Given instruction
Identify each line in the rows below that contains the word "jacket" and copy those lines out.

--- start of Entries supplied ---

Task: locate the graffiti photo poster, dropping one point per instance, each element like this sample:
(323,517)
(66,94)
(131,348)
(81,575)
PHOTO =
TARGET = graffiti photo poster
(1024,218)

--- end of Entries supplied ---
--- start of Entries supplied ---

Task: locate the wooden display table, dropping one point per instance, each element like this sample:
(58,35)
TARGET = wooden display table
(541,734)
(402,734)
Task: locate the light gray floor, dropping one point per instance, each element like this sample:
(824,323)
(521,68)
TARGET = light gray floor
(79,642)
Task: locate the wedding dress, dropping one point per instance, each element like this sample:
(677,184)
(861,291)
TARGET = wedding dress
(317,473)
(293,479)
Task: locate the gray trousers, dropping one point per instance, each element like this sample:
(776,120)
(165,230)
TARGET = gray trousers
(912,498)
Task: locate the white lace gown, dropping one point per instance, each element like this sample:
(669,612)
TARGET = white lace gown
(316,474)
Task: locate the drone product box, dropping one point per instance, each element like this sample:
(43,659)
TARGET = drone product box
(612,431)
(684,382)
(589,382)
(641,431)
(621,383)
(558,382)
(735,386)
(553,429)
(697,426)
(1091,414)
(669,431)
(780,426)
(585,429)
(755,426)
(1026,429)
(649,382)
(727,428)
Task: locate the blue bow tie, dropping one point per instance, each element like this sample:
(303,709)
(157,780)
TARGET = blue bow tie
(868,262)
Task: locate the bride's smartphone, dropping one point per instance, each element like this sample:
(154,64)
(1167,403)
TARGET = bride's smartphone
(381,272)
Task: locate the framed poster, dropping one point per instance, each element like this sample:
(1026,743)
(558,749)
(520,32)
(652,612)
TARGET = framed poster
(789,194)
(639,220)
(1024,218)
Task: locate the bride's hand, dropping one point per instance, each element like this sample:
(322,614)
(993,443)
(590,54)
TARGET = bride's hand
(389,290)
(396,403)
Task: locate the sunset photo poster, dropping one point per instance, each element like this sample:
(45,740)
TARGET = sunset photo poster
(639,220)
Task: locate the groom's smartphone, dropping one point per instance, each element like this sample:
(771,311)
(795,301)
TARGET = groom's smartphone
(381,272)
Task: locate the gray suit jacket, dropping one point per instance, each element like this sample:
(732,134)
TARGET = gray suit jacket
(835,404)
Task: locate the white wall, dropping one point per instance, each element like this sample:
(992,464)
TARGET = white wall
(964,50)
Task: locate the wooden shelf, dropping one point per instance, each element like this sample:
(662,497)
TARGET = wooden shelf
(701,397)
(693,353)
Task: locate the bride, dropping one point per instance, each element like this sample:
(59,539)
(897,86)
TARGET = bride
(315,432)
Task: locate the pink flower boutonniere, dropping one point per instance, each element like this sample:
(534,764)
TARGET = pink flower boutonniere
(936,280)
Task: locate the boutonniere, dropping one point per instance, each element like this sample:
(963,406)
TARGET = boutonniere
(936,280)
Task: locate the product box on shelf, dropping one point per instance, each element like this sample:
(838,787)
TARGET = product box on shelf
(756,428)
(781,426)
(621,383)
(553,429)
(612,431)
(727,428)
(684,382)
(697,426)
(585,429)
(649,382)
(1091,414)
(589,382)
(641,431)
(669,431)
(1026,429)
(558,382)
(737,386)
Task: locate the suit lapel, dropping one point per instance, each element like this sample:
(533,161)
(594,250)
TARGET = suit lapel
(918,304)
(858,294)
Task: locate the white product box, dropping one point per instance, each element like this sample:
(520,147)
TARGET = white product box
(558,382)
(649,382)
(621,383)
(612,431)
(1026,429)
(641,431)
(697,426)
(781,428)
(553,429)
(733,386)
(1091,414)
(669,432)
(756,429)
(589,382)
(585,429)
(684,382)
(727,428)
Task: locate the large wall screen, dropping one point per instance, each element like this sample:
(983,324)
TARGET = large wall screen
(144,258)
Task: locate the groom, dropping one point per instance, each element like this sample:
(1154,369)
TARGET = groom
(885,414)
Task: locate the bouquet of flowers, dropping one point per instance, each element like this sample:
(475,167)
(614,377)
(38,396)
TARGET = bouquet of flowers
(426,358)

--- end of Entries supplied ---

Written solution
Task: locate the gray suit jacket, dropping one point per instance, each element like this sample:
TARGET = gray suit jacket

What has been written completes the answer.